> **WHAT IS REQUIRED**
A picture-free, exact transcript of the entries below is required.

..........

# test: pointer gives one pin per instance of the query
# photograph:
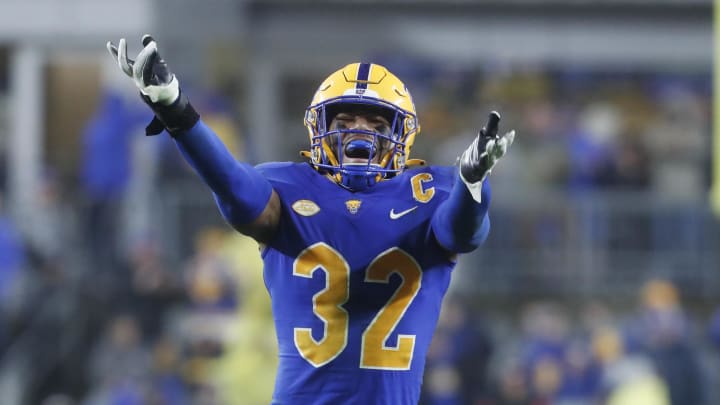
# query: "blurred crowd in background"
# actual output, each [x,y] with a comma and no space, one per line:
[128,288]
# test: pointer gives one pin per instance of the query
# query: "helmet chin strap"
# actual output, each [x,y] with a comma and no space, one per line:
[357,178]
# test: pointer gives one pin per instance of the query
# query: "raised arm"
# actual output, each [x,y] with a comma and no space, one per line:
[461,222]
[245,198]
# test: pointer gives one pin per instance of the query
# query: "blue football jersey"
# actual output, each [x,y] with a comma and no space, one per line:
[356,281]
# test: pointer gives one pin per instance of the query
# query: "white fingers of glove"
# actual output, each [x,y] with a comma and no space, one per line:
[120,55]
[494,150]
[163,93]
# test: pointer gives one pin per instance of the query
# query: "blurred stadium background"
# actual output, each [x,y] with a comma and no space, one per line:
[600,282]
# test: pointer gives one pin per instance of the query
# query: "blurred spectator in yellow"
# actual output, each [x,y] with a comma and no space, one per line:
[662,330]
[627,379]
[245,373]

..........

> **EXERCISE ANSWER**
# test: pointer gives one pin per instance of the query
# photograph:
# query: "blurred crowd in background"
# actual output, each [x,y] with a comma and no space, one per line:
[128,288]
# test: pointer gives one pin per instance of the query
# query: "helmet chin strap"
# actual output, each [x,y] with a comma and no space, one per line:
[357,178]
# test: pointer gives one pin per instance of the query
# query: "raised arm"
# actual output, each [x,y] with a comma and no space, one per line:
[461,222]
[245,198]
# test: pointer gives one pin per instance of the query
# query: "blue football jersey"
# actual output, each [x,y] with a comma and no space, one per line:
[356,281]
# test: pointer gives one pin per instance of the query
# query: "white fingers of glove"
# actual output, each [x,y] with a comma and no space, one per line:
[120,55]
[494,150]
[163,93]
# test: pointer gives one pin per instance of the query
# query: "blurred stadium background"
# actual output, each [x,y] with a comma and no space, one per line:
[600,282]
# test: pointer gives one pin per instance of the query
# query: "blurred spectator in yellow"
# actual output, each [x,y] with a comma and no space, one per line:
[662,330]
[627,379]
[245,373]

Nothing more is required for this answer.